◆ Çözülecek Soru ◆
Toplumsal değişme konulu metindeki şu cümleyi İngilizceye çevirin: "Değişim her daim bir düzen ile neticelenir ve bir sosyal yapı meydana çıkar."

◆ Gösterilen Metin ◆
----
Toplumsal Değişme Kuramları Dersi 1. Ünite Özet

Toplumsal Değişme: Kuramsal Ve Kavramsal Bir Çerçeve

Toplumsal Değişim Nedir?

Toplumsal değişim sosyolojinin en eski ve en çetrefilli konularından biridir. Değişimin daimiliğinin ötesinde bir toplumsal yapının oluşumu ve kendisini sürdürmesi için değişim gereklidir. Bu bakımdan genel olarak değişimin olmadığı bir toplum yoktur. Özel olarak ise toplumsal değişim bir sosyal yapı dâhilinde meydana gelir. Dolayısıyla belirli bir sosyal yapının zaman içinde yaşadığı farklılaşmalar toplumsal değişim olarak adlandırılır. Bu sebeple sosyal yapı ve toplumsal değişim kavramları düzen ve değişim gibi sürekli birlikte kullanılan bir kavram çiftidir. Değişim her daim bir düzen ile neticelenir ve bir sosyal yapı meydana çıkar.

Toplumsal değişme toplumsal aktör, kurum ve yapıları aynı anda ilgilendiren geniş çerçeveli bir kavramdır (Sullivan, 2009, s. 477). Bu açıdan bakıldığında toplumsal değişim kavramını ve konusunu net bir çerçeveye kavuşturmak üzere onunla ilgili bazı bileşenleri açığa çıkarmak gerekmektedir. Bu bileşenleri analiz etmek toplumsal değişimin incelenme sınırlarını da belirleyecektir. Bu bakımdan şu beş bileşenin kavramsal sınırları çizmek bakımından mühim olduğu görülmektedir:

  • Değişimin boyutu (büyük, orta ve küçük),
  • Değişimin vadesi (kısa, orta ve uzun) ve içeriği (bireysel, olgusal, kurumsal, yapısal ve sistemik),
  • Değişimin hızı (yavaş, aşamalı, evrimsel ve barışçıl ile hızlı, ani, devrimsel ve şiddetli),
  • Değişimin yönü (ileri, durağan, geri),
  • Faili (yapı ve aktör) olarak sıralanabilir

Değişimin Boyutu: Toplumsal değişimi değişimin boyutuna göre incelemek mümkündür. Appelbaum’un (1988, s. 12–13) dikkat çektiği gibi bu tür bir sınıflandırmadan karşımıza büyük, orta ve küçük değişimler çıkar.
----
◆ Verilen Kayıtlar ◆

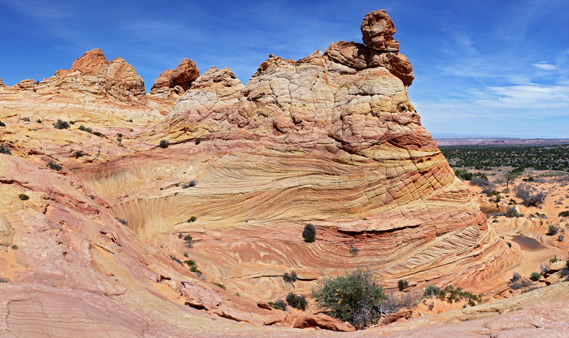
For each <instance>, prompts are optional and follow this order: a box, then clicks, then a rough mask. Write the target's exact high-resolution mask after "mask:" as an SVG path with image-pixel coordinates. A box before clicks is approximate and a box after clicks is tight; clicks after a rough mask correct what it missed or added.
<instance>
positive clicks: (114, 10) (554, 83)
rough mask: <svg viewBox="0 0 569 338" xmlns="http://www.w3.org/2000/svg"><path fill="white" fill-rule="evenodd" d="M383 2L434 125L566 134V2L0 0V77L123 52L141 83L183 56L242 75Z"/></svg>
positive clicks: (11, 80) (345, 24)
mask: <svg viewBox="0 0 569 338" xmlns="http://www.w3.org/2000/svg"><path fill="white" fill-rule="evenodd" d="M379 8H384V9H386V10H387V11H388V13H389V14H390V15H391V17H392V18H393V20H394V22H395V28H396V29H397V33H396V34H395V38H396V39H397V40H398V41H399V42H400V44H401V53H402V54H405V55H406V56H407V57H408V58H409V60H410V61H411V62H412V64H413V67H414V71H415V77H416V79H415V82H414V83H413V85H412V86H411V87H410V88H409V96H410V99H411V101H412V102H413V103H414V105H415V107H416V108H417V110H418V112H419V114H420V115H421V117H422V121H423V124H424V125H425V127H426V128H427V129H428V130H429V131H430V132H431V133H433V134H435V135H437V134H467V135H488V136H491V135H496V136H521V137H567V138H569V25H568V23H569V2H568V1H566V0H552V1H548V0H542V1H527V0H519V1H508V0H502V1H495V0H494V1H490V0H480V1H472V0H469V1H464V0H449V1H436V0H433V1H426V0H425V1H419V0H416V1H411V0H407V1H367V0H360V1H333V0H328V1H225V0H218V1H208V3H207V4H205V1H203V2H200V3H198V2H197V1H177V2H173V1H169V2H165V1H145V0H137V1H120V0H115V1H107V0H91V1H77V0H75V1H71V0H66V1H62V0H52V1H38V0H26V1H22V0H17V1H14V0H0V22H1V24H0V45H1V46H2V52H1V53H0V78H2V79H3V81H4V82H5V83H6V84H8V85H13V84H15V83H17V82H18V81H20V80H23V79H27V78H33V79H36V80H41V79H43V78H46V77H50V76H52V75H53V73H54V72H55V71H56V70H58V69H67V68H69V67H70V66H71V63H72V62H73V61H74V60H75V59H76V58H78V57H79V56H81V55H82V54H83V52H85V51H87V50H90V49H93V48H101V49H102V50H103V52H104V53H105V55H106V56H107V59H109V60H111V59H113V58H115V57H123V58H124V59H126V60H127V62H129V63H130V64H132V65H133V66H134V67H135V69H136V70H137V71H138V73H139V74H140V75H141V76H142V77H143V78H144V80H145V83H146V87H147V89H149V88H150V87H151V86H152V83H153V82H154V80H155V79H156V78H157V77H158V75H159V74H160V72H162V71H163V70H165V69H167V68H174V67H176V66H177V65H178V63H179V62H180V60H181V59H182V58H184V57H187V58H190V59H192V60H194V61H195V62H196V64H197V65H198V68H199V70H200V73H202V72H204V71H205V70H207V69H208V68H209V67H211V66H212V65H216V66H217V67H218V68H222V67H230V68H231V69H232V70H233V71H234V72H235V73H236V75H237V77H239V79H241V81H243V82H245V83H246V82H247V80H248V79H249V77H250V76H251V75H252V74H253V73H254V72H255V70H256V69H257V67H258V66H259V64H260V63H261V62H263V61H264V60H265V59H266V58H267V56H268V54H271V53H272V54H275V55H279V56H282V57H284V58H293V59H299V58H302V57H304V56H306V55H308V54H309V53H311V52H313V51H314V50H316V49H320V50H322V51H323V50H324V49H326V47H327V46H328V45H329V44H330V43H332V42H334V41H340V40H347V41H358V42H361V33H360V29H359V27H360V23H361V20H362V18H363V17H364V16H365V14H366V13H367V12H369V11H372V10H375V9H379Z"/></svg>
----
◆ Çözüm ◆
Change always results in an order, and a social structure emerges.